Start of MATERIAL SUPPLIED

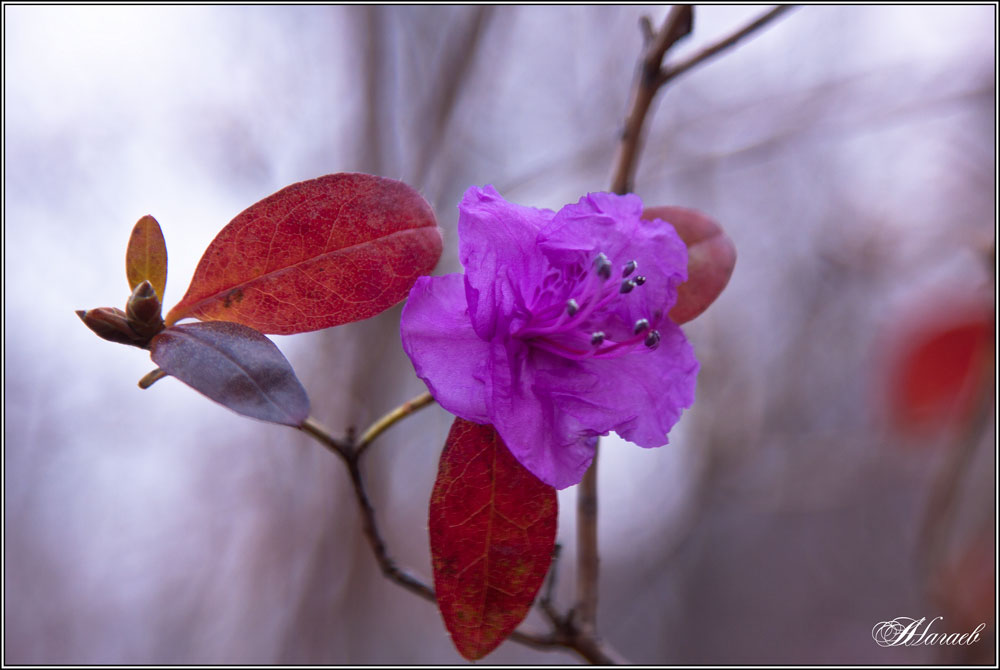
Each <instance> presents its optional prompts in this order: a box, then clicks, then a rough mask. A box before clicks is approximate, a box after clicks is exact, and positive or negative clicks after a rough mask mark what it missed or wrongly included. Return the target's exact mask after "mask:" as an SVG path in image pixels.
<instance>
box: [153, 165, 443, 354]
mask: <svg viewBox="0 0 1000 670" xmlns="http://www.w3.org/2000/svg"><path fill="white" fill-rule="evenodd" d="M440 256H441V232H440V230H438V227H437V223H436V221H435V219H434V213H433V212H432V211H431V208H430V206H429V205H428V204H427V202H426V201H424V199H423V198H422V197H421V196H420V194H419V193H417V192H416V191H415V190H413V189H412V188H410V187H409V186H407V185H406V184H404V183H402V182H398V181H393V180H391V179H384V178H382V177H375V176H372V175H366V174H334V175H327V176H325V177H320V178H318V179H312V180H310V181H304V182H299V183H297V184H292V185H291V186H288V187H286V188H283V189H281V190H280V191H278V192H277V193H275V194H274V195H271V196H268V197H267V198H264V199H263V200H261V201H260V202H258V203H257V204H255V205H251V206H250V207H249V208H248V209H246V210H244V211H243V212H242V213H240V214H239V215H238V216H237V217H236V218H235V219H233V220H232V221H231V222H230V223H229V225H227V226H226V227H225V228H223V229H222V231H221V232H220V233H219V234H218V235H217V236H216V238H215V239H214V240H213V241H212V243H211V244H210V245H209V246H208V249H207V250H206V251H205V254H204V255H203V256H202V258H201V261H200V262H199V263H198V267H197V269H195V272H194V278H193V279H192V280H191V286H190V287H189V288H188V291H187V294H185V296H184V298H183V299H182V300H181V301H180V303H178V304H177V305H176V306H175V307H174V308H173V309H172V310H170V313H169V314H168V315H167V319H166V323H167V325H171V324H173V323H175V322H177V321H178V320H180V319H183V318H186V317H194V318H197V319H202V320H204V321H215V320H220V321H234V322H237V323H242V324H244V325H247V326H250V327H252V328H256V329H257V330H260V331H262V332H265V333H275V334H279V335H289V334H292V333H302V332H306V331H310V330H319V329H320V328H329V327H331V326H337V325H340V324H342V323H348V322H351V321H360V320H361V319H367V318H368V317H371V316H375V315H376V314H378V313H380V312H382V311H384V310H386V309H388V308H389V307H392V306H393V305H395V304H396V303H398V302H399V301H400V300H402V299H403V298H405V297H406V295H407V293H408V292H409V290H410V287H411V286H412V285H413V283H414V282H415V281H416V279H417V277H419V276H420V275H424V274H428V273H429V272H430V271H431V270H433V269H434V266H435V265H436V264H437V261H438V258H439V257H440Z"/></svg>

End of MATERIAL SUPPLIED
Start of MATERIAL SUPPLIED

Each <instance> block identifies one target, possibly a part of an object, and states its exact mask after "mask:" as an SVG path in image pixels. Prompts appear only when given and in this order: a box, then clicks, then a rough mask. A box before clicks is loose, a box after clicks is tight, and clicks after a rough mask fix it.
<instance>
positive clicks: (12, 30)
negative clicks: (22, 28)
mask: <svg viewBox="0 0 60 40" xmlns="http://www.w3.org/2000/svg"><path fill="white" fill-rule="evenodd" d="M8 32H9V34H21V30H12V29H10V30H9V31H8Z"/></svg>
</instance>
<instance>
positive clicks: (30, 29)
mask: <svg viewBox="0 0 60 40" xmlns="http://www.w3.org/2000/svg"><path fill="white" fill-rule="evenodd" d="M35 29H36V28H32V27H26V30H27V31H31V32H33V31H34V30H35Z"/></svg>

End of MATERIAL SUPPLIED
Start of MATERIAL SUPPLIED

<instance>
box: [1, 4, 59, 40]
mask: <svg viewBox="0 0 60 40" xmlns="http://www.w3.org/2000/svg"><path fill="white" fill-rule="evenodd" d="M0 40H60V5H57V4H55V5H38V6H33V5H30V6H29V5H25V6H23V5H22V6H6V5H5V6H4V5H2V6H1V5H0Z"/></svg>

End of MATERIAL SUPPLIED

* TASK DESCRIPTION *
In the records, which lines mention the word "Each"? Copy those lines.

* SOLVED PROBLEM *
Each <instance> presents its optional prompts in this order: a box, then clicks, then a rough mask. A box before clicks is approximate, a box after clicks is exact, and positive or negative clicks after a rough mask mark what it missed or wrongly included. Return the target's exact mask after "mask:" as an SVG path in image pixels.
Each <instance> block identifies one target, possibly a part of an object, and states its exact mask after "mask:" as an SVG path in image pixels. Prompts appear only when given and in this order: a box, then clicks, then a rough mask. A box before clicks is loose, a box after clicks is tight, and clicks after a rough mask fix it.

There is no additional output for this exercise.